:: What is expected ::
List each line in the records below that contains the string "pavement".

▼

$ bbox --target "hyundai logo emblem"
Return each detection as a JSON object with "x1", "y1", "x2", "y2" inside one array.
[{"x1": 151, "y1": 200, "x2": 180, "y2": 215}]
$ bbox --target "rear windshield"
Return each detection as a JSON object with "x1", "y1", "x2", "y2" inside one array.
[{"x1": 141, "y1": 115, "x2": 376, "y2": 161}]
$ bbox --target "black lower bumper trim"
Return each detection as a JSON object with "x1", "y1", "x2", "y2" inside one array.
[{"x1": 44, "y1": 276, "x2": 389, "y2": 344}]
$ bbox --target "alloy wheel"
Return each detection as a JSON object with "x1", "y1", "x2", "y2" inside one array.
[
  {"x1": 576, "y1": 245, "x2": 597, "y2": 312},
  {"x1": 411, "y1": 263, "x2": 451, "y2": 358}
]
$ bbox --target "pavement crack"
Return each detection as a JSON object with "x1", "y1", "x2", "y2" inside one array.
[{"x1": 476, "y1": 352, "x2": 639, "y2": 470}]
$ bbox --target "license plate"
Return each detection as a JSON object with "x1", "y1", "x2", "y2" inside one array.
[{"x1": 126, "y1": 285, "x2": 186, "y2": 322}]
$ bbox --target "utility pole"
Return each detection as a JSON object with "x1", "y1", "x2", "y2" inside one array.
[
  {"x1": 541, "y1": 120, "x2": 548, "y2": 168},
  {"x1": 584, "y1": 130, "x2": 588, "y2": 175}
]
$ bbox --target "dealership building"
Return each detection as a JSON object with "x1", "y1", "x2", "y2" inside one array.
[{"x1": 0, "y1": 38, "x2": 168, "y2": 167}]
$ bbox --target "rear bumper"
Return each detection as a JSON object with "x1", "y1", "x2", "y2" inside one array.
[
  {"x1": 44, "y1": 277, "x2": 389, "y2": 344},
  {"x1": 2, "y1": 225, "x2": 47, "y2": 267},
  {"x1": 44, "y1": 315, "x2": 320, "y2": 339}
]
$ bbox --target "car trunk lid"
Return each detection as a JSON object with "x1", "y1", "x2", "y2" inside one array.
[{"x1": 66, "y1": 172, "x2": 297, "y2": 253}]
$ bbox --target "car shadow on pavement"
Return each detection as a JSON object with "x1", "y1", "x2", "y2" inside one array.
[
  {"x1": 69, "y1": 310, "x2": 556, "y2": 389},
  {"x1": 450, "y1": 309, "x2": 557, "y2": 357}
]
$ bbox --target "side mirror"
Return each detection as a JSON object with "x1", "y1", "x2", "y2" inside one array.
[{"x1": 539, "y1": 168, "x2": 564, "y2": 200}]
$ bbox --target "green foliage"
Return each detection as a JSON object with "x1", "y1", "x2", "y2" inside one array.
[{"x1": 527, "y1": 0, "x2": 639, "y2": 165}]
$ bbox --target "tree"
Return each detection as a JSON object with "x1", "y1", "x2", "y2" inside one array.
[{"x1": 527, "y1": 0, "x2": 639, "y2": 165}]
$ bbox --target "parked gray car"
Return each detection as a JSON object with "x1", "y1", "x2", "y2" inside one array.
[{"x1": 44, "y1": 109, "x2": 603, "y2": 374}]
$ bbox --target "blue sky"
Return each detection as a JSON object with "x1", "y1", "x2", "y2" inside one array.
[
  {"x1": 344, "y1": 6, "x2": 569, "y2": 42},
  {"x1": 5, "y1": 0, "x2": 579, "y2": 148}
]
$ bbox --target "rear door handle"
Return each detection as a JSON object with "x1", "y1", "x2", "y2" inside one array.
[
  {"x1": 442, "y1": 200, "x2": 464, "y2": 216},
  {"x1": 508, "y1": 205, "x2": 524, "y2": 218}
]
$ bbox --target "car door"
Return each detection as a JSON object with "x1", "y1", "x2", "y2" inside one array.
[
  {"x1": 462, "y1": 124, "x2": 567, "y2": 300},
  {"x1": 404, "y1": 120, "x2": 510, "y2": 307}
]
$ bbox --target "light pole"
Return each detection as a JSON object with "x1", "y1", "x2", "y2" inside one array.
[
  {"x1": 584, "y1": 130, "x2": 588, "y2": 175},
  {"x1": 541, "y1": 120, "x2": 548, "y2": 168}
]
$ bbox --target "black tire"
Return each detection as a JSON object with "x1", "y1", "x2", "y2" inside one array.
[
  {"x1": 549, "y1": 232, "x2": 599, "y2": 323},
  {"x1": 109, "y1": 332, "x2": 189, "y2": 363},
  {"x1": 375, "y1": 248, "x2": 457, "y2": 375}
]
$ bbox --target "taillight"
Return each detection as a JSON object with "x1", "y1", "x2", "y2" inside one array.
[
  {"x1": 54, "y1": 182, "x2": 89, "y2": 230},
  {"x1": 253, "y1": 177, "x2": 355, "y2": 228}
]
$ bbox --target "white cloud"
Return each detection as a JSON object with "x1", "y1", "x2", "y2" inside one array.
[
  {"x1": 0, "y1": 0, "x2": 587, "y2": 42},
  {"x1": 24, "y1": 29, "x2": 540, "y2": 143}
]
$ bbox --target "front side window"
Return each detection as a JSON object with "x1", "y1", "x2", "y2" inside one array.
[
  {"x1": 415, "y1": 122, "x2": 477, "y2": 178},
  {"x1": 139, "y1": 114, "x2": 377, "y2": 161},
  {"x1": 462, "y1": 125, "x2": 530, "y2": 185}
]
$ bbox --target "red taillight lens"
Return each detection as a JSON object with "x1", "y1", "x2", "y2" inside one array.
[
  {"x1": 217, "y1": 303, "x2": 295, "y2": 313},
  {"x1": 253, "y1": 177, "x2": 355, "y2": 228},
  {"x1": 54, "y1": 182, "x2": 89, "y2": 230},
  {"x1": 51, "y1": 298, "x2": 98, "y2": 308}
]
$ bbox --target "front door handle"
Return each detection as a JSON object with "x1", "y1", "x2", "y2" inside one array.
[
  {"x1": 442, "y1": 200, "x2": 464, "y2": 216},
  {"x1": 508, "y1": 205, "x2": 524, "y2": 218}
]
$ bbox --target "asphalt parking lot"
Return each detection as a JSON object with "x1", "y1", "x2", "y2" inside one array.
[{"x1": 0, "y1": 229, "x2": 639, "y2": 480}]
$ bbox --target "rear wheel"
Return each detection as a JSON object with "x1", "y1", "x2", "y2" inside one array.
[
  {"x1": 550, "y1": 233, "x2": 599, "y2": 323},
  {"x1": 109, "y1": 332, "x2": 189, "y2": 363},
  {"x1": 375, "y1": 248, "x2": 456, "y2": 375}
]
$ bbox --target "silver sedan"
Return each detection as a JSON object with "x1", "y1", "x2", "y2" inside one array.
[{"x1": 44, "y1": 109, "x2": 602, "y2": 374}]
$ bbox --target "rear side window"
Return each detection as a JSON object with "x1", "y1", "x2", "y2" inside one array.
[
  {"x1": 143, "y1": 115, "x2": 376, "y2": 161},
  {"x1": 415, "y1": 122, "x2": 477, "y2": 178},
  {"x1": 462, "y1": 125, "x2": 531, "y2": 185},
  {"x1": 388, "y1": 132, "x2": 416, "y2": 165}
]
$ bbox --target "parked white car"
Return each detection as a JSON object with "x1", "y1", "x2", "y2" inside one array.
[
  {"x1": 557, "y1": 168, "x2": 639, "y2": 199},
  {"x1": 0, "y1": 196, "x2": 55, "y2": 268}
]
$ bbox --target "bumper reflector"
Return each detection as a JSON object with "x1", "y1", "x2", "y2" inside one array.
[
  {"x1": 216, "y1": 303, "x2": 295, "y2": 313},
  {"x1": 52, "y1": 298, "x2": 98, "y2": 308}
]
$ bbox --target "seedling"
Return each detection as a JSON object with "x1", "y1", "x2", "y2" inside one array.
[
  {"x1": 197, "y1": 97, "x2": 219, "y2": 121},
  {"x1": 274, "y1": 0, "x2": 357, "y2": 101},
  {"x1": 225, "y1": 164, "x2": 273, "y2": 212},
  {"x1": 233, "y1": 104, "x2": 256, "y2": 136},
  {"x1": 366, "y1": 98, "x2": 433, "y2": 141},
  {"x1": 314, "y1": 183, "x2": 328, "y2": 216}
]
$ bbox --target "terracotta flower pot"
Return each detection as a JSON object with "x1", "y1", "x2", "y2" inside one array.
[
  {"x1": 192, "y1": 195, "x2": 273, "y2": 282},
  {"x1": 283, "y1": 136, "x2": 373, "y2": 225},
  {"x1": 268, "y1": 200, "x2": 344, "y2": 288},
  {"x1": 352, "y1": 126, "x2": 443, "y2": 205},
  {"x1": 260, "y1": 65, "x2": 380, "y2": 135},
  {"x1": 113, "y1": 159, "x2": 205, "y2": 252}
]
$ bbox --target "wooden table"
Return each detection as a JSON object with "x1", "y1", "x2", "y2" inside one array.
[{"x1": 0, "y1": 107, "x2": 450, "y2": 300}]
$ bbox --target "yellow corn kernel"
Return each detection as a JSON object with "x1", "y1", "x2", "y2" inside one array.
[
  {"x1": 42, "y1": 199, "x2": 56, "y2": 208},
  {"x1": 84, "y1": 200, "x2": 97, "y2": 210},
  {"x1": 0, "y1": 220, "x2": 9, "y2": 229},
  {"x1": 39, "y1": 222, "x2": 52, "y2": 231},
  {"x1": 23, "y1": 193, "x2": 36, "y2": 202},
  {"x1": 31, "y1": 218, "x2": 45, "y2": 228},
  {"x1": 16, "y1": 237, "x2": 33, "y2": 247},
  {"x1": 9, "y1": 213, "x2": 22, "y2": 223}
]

▲

:: Finished answer ::
$ bbox --target "pavement crack"
$ bbox --target "car shadow on pavement"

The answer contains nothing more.